Start of Page text

Something else I found while Googling for the patents were articles on the subject of our "novel idea." Some of these dated back well beyond a decade when the first patent was filed. Technically, these should have been considered as "prior art" since they described the same concept before the first patent application was filed. In all reality, none of the patents should ever have been valid. It is easy to understand how the first patent could have been granted. Back when it was issued, the USPTO probably didn't have the search capabilities to identify works of prior art (before the days of Google), but the subsequent patent applications should have turned up this prior art when they were being reviewed.

The point is, there are numerous patents that exist that are either identical or similar enough to be considered the same, and many of them probably aren't valid because they weren't novel ideas. These patents slipped through the cracks, but are now valid and are now viable weapons.

Weapons?

The NPR piece describes an arms race among patent holders. Apple and Google and Microsoft are amassing caches of patents to use "for defensive purposes." (updated: such as Google's announcement today to purchase Motorola and its 17,000+ patents). The NPR piece compares it to the term "Mutually Assured Destruction," which in nuclear terms means "if you nuke me then I'll nuke you and we'll both be destroyed." In patent terms it translates to "if you sue me because I infringe on your patent then I'll sue you because you infringe on mine." The idea is that if you hold enough patents that your opponent infringes on then they can't sue you because you can counter-sue them back.

That's not a healthy strategy for innovation and the patent system. One, it means that many patents are being cached not for their innovation value but instead for their litigation value. Sadly, the patents that are worth the most are really the least innovative ones: far reaching, overly vague patents that cover general concepts. Two, it means that smaller players such as small businesses and startups can't participate. Back to the nuclear analogy, it means that a country like San Marino (the startup of countries) better not try to build a weapon (product that may infringe a patent), or better pray it doesn't get noticed, because any of the bigger countries could take it off the map at any point.

There is one more problem with this patent approach: patent trolls (i.e. non-practicing entities). Patent trolls collect patents and use them for litigation or licensing, but do not build any products themselves. Which means all of their patents are offensive. Google can threaten Apple with a patent claim that Apple infringes on if Apple tries to sue Google for one of Apple's patents that Google infringes on. In the end, it could just be a stalemate. That doesn't work with the patent trolls. If a patent troll sues Google for patent infringement, there can be no counter suit since Google can't be holding any patents the troll is infringing.

End of Page text
Start of Material shown

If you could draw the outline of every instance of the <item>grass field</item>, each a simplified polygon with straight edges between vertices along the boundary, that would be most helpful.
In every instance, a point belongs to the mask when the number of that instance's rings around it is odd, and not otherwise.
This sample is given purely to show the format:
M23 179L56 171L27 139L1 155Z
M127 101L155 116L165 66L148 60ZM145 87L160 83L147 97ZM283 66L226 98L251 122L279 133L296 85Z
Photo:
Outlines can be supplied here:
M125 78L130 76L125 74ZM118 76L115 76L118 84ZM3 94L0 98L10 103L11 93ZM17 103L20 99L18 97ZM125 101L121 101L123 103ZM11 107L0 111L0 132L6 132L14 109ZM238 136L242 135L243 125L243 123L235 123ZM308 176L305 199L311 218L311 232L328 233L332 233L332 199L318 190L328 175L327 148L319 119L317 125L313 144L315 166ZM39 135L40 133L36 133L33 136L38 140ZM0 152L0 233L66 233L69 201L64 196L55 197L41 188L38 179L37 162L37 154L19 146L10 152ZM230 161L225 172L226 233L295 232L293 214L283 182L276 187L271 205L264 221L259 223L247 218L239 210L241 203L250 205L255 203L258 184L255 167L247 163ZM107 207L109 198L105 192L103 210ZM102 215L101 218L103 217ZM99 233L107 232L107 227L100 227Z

End of Material shown

* Actions to take *
- a) According to the patent piece, why can't a company like Google answer a patent troll's lawsuit with a counter-suit? Reply in one to three sentences.
- b) Can you rename "polygon" to "shape" in the entries from their start through the line holding "Outlines can be", inclusive, and give those lines back with nothing else changed?
The patent piece and the entries are unrelated to each other.

* Final results *
- a) Patent trolls collect patents for litigation or licensing but build no products themselves. So Google can't hold any patents that the troll infringes, and there is nothing to counter-sue over.

- b)
If you could draw the outline of every instance of the <item>grass field</item>, each a simplified shape with straight edges between vertices along the boundary, that would be most helpful.
In every instance, a point belongs to the mask when the number of that instance's rings around it is odd, and not otherwise.
This sample is given purely to show the format:
M23 179L56 171L27 139L1 155Z
M127 101L155 116L165 66L148 60ZM145 87L160 83L147 97ZM283 66L226 98L251 122L279 133L296 85Z
Photo:
Outlines can be supplied here:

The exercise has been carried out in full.